_INSTRUCTIONS FOR THE TASK_
In the data below, begin at the line with "[locate] sneakers (one" and stop after the line with "[locate] blue lettering"; output those lines exactly and no pictures.
-- RECORDS PROVIDED follows --
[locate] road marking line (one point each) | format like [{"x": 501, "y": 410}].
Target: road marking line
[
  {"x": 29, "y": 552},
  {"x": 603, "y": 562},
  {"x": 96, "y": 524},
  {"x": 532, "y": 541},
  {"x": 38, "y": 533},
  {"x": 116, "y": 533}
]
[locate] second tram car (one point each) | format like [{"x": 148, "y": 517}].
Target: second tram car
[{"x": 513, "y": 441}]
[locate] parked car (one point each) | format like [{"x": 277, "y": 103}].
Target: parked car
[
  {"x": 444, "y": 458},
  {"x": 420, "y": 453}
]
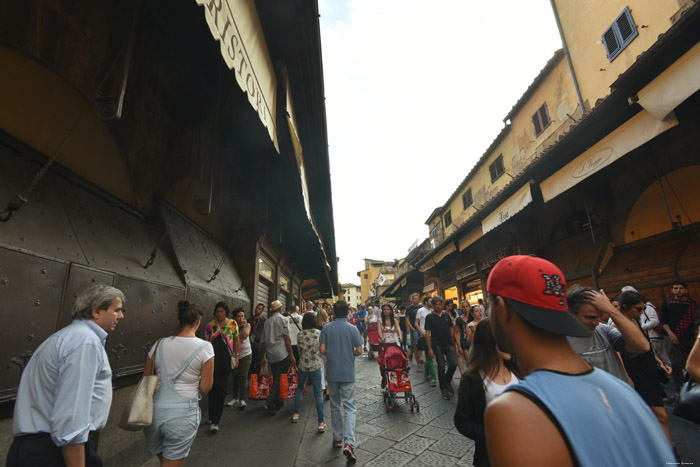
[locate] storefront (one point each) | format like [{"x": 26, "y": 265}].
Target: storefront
[{"x": 469, "y": 284}]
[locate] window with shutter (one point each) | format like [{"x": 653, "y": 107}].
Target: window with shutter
[
  {"x": 619, "y": 34},
  {"x": 467, "y": 199},
  {"x": 541, "y": 119},
  {"x": 496, "y": 168}
]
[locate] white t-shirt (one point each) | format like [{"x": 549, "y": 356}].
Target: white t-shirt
[
  {"x": 492, "y": 389},
  {"x": 294, "y": 330},
  {"x": 175, "y": 351},
  {"x": 420, "y": 317}
]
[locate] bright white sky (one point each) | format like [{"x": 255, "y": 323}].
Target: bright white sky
[{"x": 416, "y": 91}]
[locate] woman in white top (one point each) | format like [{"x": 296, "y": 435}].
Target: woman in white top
[
  {"x": 489, "y": 373},
  {"x": 475, "y": 317},
  {"x": 184, "y": 365},
  {"x": 388, "y": 329},
  {"x": 245, "y": 357},
  {"x": 389, "y": 333}
]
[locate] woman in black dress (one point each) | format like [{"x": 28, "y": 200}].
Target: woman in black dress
[{"x": 641, "y": 368}]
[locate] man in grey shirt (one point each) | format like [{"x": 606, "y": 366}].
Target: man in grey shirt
[
  {"x": 277, "y": 349},
  {"x": 341, "y": 342},
  {"x": 600, "y": 349}
]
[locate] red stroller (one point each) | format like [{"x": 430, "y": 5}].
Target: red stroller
[
  {"x": 373, "y": 337},
  {"x": 394, "y": 363}
]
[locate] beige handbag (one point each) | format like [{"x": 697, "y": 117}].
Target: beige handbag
[{"x": 138, "y": 413}]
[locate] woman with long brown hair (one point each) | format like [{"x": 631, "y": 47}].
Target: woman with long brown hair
[
  {"x": 185, "y": 367},
  {"x": 489, "y": 373}
]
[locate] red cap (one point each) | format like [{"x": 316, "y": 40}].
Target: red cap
[{"x": 536, "y": 289}]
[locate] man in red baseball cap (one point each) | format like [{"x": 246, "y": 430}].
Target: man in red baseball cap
[{"x": 564, "y": 412}]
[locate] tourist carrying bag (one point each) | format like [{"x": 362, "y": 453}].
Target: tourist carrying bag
[
  {"x": 259, "y": 388},
  {"x": 138, "y": 413},
  {"x": 688, "y": 402},
  {"x": 288, "y": 383}
]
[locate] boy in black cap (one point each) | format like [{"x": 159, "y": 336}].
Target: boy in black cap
[{"x": 564, "y": 412}]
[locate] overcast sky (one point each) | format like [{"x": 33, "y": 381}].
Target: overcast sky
[{"x": 416, "y": 91}]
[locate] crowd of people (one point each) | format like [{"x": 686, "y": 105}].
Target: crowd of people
[{"x": 541, "y": 365}]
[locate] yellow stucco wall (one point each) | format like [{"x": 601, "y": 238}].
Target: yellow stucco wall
[
  {"x": 520, "y": 144},
  {"x": 584, "y": 24},
  {"x": 39, "y": 109}
]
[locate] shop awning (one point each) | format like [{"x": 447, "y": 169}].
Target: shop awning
[
  {"x": 475, "y": 234},
  {"x": 633, "y": 133},
  {"x": 235, "y": 24},
  {"x": 427, "y": 265},
  {"x": 299, "y": 157},
  {"x": 439, "y": 256},
  {"x": 508, "y": 209},
  {"x": 677, "y": 83}
]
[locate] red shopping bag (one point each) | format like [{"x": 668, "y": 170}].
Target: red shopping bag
[
  {"x": 259, "y": 388},
  {"x": 289, "y": 383}
]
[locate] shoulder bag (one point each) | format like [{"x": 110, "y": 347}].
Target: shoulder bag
[
  {"x": 138, "y": 413},
  {"x": 688, "y": 402}
]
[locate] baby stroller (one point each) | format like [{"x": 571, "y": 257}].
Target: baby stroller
[
  {"x": 373, "y": 337},
  {"x": 394, "y": 363}
]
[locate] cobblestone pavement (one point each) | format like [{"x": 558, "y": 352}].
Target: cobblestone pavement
[
  {"x": 425, "y": 438},
  {"x": 253, "y": 438}
]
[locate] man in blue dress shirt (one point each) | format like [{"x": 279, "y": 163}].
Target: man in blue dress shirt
[{"x": 65, "y": 391}]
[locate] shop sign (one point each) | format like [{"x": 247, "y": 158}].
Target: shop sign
[
  {"x": 466, "y": 272},
  {"x": 493, "y": 259}
]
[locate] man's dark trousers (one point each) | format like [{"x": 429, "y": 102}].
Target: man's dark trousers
[
  {"x": 278, "y": 369},
  {"x": 443, "y": 353}
]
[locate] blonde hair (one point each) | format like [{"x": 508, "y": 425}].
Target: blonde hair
[{"x": 321, "y": 317}]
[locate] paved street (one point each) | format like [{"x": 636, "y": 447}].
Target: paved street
[{"x": 252, "y": 438}]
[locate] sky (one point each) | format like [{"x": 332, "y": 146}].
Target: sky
[{"x": 416, "y": 91}]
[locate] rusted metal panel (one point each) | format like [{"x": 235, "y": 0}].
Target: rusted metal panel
[
  {"x": 151, "y": 313},
  {"x": 115, "y": 239},
  {"x": 41, "y": 225},
  {"x": 31, "y": 289},
  {"x": 199, "y": 256},
  {"x": 79, "y": 279}
]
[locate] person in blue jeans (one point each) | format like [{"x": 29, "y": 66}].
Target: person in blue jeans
[
  {"x": 340, "y": 343},
  {"x": 310, "y": 364}
]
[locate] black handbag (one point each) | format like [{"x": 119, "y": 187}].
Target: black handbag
[
  {"x": 661, "y": 373},
  {"x": 688, "y": 402}
]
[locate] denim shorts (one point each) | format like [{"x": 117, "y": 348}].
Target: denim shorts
[
  {"x": 173, "y": 431},
  {"x": 415, "y": 335}
]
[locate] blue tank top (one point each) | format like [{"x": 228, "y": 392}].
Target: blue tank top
[{"x": 602, "y": 420}]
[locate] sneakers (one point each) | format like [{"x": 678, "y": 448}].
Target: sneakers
[{"x": 349, "y": 452}]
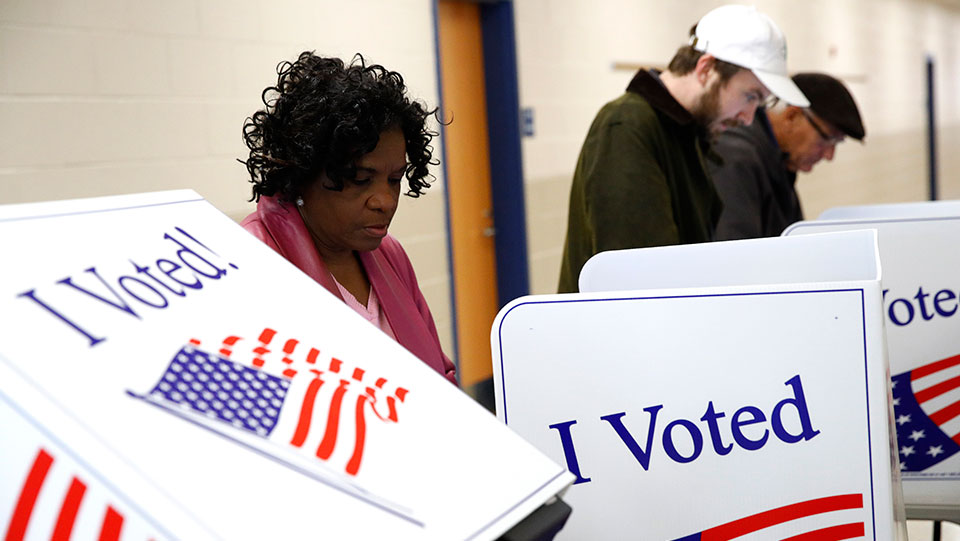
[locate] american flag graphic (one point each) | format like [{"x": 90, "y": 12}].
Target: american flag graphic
[
  {"x": 926, "y": 408},
  {"x": 308, "y": 410},
  {"x": 67, "y": 497},
  {"x": 827, "y": 507}
]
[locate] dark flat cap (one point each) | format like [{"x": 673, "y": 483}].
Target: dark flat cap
[{"x": 831, "y": 101}]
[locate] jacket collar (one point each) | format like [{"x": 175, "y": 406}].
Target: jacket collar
[
  {"x": 647, "y": 83},
  {"x": 285, "y": 225}
]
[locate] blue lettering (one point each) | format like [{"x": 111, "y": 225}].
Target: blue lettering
[
  {"x": 32, "y": 296},
  {"x": 939, "y": 298},
  {"x": 119, "y": 305},
  {"x": 173, "y": 267},
  {"x": 901, "y": 311},
  {"x": 671, "y": 449},
  {"x": 798, "y": 401},
  {"x": 756, "y": 417},
  {"x": 146, "y": 271},
  {"x": 642, "y": 455},
  {"x": 163, "y": 299},
  {"x": 921, "y": 302},
  {"x": 710, "y": 417},
  {"x": 893, "y": 313},
  {"x": 146, "y": 287}
]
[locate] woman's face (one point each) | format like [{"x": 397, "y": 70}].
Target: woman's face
[{"x": 357, "y": 218}]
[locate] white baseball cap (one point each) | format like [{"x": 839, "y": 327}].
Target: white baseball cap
[{"x": 743, "y": 36}]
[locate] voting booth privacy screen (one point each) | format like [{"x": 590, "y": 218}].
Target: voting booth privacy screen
[
  {"x": 165, "y": 375},
  {"x": 920, "y": 257},
  {"x": 717, "y": 410}
]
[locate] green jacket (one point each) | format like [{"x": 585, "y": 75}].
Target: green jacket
[{"x": 640, "y": 180}]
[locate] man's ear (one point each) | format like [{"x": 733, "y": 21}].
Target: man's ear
[
  {"x": 705, "y": 65},
  {"x": 793, "y": 113}
]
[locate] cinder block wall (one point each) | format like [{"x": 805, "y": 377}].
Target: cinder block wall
[
  {"x": 119, "y": 96},
  {"x": 568, "y": 48}
]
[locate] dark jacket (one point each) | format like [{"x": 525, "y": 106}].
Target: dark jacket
[
  {"x": 640, "y": 180},
  {"x": 759, "y": 199}
]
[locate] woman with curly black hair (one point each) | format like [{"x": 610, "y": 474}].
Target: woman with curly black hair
[{"x": 328, "y": 154}]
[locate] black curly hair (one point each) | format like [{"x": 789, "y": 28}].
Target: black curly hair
[{"x": 322, "y": 116}]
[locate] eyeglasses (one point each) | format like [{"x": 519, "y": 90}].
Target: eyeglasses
[
  {"x": 761, "y": 101},
  {"x": 827, "y": 139}
]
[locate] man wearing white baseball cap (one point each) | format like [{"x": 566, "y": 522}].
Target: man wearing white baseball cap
[{"x": 641, "y": 179}]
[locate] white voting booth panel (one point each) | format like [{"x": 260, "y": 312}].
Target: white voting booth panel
[
  {"x": 718, "y": 411},
  {"x": 920, "y": 259},
  {"x": 165, "y": 375},
  {"x": 918, "y": 209}
]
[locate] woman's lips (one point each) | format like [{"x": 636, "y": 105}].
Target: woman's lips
[{"x": 376, "y": 230}]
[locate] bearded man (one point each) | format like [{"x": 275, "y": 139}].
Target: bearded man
[{"x": 641, "y": 179}]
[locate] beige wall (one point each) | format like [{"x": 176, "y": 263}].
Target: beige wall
[
  {"x": 118, "y": 96},
  {"x": 566, "y": 55}
]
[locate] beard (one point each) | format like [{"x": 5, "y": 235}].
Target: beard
[{"x": 706, "y": 112}]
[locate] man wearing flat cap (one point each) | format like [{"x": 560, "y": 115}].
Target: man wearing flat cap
[{"x": 756, "y": 178}]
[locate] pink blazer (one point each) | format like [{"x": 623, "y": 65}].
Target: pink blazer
[{"x": 391, "y": 275}]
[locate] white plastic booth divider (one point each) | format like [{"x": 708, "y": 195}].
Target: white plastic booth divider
[
  {"x": 733, "y": 390},
  {"x": 917, "y": 209},
  {"x": 921, "y": 266},
  {"x": 165, "y": 375}
]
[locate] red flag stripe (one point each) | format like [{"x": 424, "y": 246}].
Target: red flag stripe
[
  {"x": 946, "y": 413},
  {"x": 68, "y": 511},
  {"x": 353, "y": 465},
  {"x": 934, "y": 367},
  {"x": 28, "y": 496},
  {"x": 306, "y": 413},
  {"x": 737, "y": 528},
  {"x": 936, "y": 390},
  {"x": 833, "y": 533},
  {"x": 329, "y": 441},
  {"x": 112, "y": 524}
]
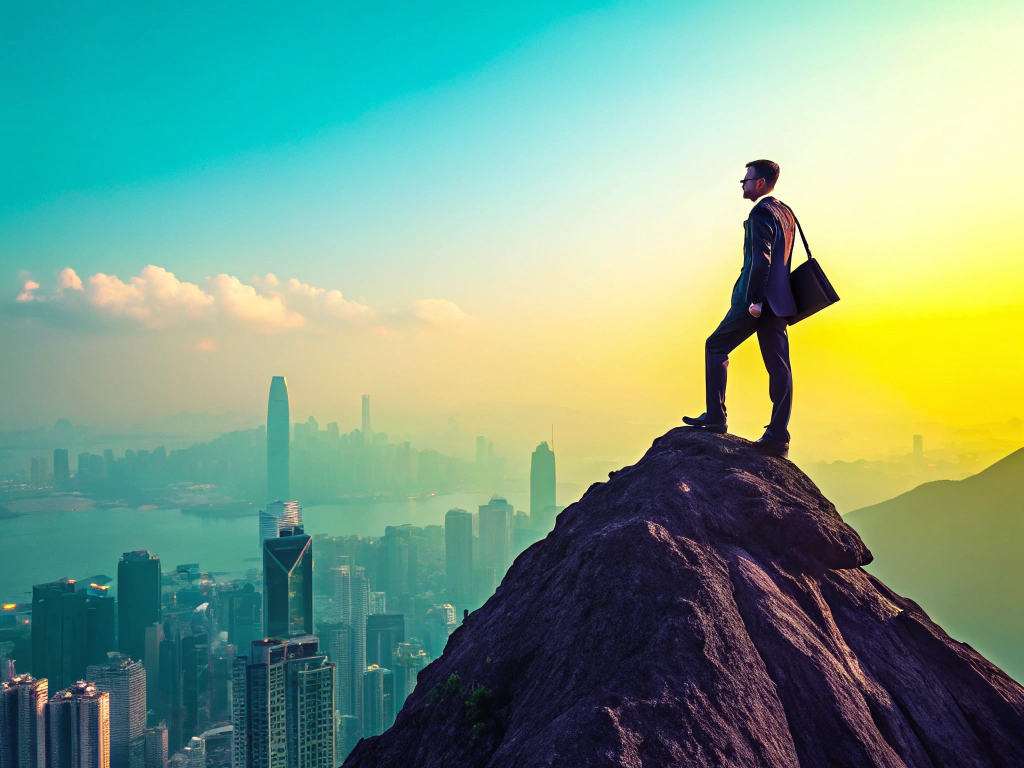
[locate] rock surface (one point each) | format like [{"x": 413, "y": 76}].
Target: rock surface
[{"x": 704, "y": 607}]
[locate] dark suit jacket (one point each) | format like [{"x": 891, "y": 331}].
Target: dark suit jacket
[{"x": 768, "y": 236}]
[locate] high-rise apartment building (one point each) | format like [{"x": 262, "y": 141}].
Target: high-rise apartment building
[
  {"x": 61, "y": 471},
  {"x": 378, "y": 695},
  {"x": 195, "y": 753},
  {"x": 139, "y": 603},
  {"x": 378, "y": 603},
  {"x": 542, "y": 487},
  {"x": 125, "y": 681},
  {"x": 78, "y": 727},
  {"x": 459, "y": 556},
  {"x": 278, "y": 516},
  {"x": 243, "y": 609},
  {"x": 496, "y": 536},
  {"x": 156, "y": 747},
  {"x": 337, "y": 639},
  {"x": 278, "y": 443},
  {"x": 287, "y": 719},
  {"x": 398, "y": 560},
  {"x": 348, "y": 735},
  {"x": 341, "y": 597},
  {"x": 360, "y": 602},
  {"x": 368, "y": 435},
  {"x": 23, "y": 722},
  {"x": 384, "y": 632},
  {"x": 288, "y": 585},
  {"x": 410, "y": 658},
  {"x": 73, "y": 626}
]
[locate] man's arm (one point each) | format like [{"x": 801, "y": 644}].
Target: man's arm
[{"x": 762, "y": 237}]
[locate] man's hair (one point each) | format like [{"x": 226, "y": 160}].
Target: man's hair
[{"x": 766, "y": 170}]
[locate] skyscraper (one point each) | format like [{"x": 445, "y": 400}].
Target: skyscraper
[
  {"x": 459, "y": 556},
  {"x": 341, "y": 597},
  {"x": 338, "y": 641},
  {"x": 496, "y": 536},
  {"x": 288, "y": 585},
  {"x": 125, "y": 681},
  {"x": 139, "y": 604},
  {"x": 284, "y": 715},
  {"x": 542, "y": 487},
  {"x": 378, "y": 686},
  {"x": 278, "y": 426},
  {"x": 278, "y": 515},
  {"x": 410, "y": 658},
  {"x": 156, "y": 747},
  {"x": 78, "y": 728},
  {"x": 72, "y": 627},
  {"x": 398, "y": 551},
  {"x": 244, "y": 608},
  {"x": 384, "y": 632},
  {"x": 368, "y": 435},
  {"x": 348, "y": 735},
  {"x": 61, "y": 472},
  {"x": 23, "y": 723},
  {"x": 360, "y": 601}
]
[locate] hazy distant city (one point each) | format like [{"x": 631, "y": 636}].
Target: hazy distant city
[
  {"x": 270, "y": 561},
  {"x": 170, "y": 664}
]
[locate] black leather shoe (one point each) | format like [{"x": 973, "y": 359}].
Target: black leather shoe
[
  {"x": 772, "y": 446},
  {"x": 700, "y": 422}
]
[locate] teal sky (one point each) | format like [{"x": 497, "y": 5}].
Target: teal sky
[{"x": 521, "y": 203}]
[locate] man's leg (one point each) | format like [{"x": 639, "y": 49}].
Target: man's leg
[
  {"x": 774, "y": 342},
  {"x": 738, "y": 326}
]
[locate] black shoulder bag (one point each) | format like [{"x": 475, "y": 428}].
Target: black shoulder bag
[{"x": 811, "y": 288}]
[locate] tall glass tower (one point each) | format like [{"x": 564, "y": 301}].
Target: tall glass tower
[
  {"x": 278, "y": 426},
  {"x": 542, "y": 488},
  {"x": 368, "y": 435},
  {"x": 459, "y": 557},
  {"x": 288, "y": 585},
  {"x": 125, "y": 681},
  {"x": 138, "y": 601},
  {"x": 78, "y": 725}
]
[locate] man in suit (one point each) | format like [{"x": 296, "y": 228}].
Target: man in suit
[{"x": 762, "y": 300}]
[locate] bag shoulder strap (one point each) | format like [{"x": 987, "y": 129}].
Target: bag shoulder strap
[{"x": 800, "y": 229}]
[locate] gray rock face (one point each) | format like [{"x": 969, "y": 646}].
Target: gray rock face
[{"x": 704, "y": 607}]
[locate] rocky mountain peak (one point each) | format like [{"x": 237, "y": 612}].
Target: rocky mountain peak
[{"x": 702, "y": 607}]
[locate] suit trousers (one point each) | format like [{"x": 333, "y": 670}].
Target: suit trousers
[{"x": 738, "y": 326}]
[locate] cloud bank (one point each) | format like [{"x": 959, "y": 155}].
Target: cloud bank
[{"x": 156, "y": 299}]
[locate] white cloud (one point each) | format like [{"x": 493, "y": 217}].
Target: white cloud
[
  {"x": 242, "y": 302},
  {"x": 156, "y": 298},
  {"x": 67, "y": 279},
  {"x": 438, "y": 311},
  {"x": 27, "y": 292}
]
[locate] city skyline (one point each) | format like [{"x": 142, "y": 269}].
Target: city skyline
-- RECORDS PROVIDED concluded --
_COMPLETED TASK_
[locate] sneakers (one point each) | format like [{"x": 678, "y": 448}].
Target: sneakers
[{"x": 349, "y": 452}]
[locate] american flag graphic (one point each) | format like [{"x": 90, "y": 12}].
Target: american flag graphic
[
  {"x": 926, "y": 408},
  {"x": 308, "y": 410},
  {"x": 67, "y": 497},
  {"x": 827, "y": 507}
]
[locate] dark flat cap (one point each) | format like [{"x": 673, "y": 483}].
Target: dark flat cap
[{"x": 831, "y": 101}]
[locate] jacket collar (one point each) | format like [{"x": 175, "y": 406}].
Target: jacket collar
[
  {"x": 647, "y": 83},
  {"x": 285, "y": 225}
]
[locate] blue lettering (one point each) | format like [{"x": 111, "y": 225}].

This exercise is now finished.